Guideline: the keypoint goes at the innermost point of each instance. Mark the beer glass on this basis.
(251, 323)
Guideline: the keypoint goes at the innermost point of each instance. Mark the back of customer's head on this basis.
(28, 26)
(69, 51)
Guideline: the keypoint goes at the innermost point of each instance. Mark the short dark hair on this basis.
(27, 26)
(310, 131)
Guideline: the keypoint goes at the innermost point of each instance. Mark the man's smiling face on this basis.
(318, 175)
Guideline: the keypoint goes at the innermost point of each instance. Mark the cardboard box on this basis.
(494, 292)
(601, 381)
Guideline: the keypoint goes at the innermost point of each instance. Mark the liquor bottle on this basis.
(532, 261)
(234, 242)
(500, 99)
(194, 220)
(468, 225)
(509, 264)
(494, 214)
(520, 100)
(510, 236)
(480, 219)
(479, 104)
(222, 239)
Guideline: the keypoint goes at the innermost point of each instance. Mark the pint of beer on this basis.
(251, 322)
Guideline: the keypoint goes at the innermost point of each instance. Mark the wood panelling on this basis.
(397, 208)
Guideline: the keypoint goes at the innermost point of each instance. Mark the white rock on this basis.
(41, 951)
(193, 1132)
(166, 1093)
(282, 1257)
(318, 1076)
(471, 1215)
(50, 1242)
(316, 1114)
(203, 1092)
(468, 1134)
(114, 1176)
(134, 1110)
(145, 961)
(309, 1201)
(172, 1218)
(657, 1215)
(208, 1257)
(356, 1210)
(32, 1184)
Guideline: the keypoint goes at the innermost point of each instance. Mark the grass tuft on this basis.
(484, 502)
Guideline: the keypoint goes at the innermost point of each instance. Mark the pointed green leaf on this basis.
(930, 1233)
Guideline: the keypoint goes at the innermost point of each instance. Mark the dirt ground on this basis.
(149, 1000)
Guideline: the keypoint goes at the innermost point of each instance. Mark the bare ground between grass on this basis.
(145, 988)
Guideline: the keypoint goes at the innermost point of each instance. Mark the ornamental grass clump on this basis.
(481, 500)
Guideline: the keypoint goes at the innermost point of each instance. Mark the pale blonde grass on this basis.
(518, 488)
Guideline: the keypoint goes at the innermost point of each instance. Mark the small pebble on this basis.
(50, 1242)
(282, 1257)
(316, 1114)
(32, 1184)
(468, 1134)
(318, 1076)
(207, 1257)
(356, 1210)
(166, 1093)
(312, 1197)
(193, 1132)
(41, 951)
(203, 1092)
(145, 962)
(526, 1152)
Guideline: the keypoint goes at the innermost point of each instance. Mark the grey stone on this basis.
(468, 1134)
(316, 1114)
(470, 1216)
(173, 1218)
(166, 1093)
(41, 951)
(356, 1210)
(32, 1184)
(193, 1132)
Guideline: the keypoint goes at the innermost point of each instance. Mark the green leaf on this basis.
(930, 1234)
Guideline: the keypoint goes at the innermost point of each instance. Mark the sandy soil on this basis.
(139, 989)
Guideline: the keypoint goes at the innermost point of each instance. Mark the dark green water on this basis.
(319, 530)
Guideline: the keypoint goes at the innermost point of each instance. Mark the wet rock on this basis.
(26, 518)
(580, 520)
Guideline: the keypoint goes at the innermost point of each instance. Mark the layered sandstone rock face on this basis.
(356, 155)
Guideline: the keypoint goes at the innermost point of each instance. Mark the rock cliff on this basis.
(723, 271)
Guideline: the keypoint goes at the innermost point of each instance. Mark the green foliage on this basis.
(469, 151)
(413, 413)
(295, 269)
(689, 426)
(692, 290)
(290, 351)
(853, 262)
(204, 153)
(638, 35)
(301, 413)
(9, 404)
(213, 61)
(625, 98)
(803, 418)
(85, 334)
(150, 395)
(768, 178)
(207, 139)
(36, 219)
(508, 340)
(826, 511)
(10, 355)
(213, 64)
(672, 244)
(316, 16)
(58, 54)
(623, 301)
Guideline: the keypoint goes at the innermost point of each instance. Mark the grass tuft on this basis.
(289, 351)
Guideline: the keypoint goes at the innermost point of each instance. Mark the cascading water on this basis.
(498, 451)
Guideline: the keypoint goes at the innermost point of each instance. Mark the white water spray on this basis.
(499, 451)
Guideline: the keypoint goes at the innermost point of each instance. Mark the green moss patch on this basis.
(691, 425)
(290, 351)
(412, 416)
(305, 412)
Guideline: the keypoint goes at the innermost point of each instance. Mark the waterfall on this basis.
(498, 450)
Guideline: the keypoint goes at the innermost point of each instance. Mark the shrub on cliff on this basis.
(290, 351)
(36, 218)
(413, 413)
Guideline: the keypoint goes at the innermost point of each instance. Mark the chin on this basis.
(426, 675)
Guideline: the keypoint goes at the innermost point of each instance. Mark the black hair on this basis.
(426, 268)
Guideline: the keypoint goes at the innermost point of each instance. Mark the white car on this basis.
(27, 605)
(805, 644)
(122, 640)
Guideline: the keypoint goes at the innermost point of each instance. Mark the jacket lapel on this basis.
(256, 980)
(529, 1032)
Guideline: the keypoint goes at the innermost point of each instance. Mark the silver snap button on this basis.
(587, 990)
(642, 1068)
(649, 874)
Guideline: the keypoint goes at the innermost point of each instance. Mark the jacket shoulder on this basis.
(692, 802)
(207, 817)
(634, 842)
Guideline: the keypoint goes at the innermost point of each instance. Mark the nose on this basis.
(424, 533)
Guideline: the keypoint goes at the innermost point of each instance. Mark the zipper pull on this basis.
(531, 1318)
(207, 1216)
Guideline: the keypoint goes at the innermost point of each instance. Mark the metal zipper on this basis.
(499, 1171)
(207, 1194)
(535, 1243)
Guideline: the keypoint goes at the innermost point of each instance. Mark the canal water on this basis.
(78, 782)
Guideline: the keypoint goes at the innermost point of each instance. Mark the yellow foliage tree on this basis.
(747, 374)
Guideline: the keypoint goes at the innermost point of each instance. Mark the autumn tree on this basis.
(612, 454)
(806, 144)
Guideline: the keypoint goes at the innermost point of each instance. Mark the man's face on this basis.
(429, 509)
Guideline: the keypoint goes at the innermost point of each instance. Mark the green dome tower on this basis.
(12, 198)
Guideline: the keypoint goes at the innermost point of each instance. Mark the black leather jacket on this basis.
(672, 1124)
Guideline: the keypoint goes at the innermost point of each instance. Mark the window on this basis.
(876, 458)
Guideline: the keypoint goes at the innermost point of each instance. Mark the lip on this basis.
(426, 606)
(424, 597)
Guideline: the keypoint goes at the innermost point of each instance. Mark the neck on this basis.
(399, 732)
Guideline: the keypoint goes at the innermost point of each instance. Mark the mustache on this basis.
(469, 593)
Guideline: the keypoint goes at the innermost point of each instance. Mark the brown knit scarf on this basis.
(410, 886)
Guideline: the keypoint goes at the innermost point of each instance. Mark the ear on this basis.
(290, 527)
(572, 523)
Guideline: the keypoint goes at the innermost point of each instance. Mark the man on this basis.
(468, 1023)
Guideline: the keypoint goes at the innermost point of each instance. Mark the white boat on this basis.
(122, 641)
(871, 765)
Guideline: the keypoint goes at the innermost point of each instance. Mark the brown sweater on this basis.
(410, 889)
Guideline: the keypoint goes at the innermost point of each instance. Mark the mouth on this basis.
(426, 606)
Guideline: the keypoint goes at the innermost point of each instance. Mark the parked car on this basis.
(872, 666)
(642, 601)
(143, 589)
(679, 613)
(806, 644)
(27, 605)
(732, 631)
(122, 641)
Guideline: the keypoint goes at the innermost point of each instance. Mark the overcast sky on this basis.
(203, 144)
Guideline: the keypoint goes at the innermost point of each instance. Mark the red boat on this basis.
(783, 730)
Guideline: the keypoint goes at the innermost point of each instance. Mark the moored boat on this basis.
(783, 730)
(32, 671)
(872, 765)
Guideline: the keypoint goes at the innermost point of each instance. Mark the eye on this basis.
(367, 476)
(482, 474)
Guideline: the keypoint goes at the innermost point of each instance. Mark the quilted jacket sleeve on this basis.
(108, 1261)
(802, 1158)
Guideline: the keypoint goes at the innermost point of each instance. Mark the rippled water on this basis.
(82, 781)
* * * * * * *
• [PROBLEM STATEMENT]:
Copy out the material above, from the line containing "parked car on this basis." through the end of the material, reproducing each line unchanged.

• [WRITTEN RESPONSE]:
Guideline: the keypoint goes at the innermost point of each instance. Mark the parked car on this basis.
(872, 666)
(642, 601)
(143, 589)
(679, 613)
(806, 644)
(27, 605)
(732, 631)
(122, 641)
Guideline: the keypoint goes at the innermost point of each instance. Mark the overcast sky on this basis.
(203, 144)
Guideline: the keypoint goes at the innermost point of each instance. Mark the red boat on this basis.
(783, 730)
Guideline: the keypoint goes at the innermost point of each instance. Mark the moored boat on this basis.
(783, 730)
(32, 671)
(872, 765)
Guideline: the keypoint goes at the innermost point of each instance. Mark the eye on this basis.
(367, 476)
(482, 474)
Guideline: the keypoint goes at the innermost point of each instance. Mark the quilted jacket sleeve on this basis.
(108, 1261)
(802, 1158)
Guideline: the keypoint goes at the innermost point of each instance. Mark the rippled water on this basis.
(82, 781)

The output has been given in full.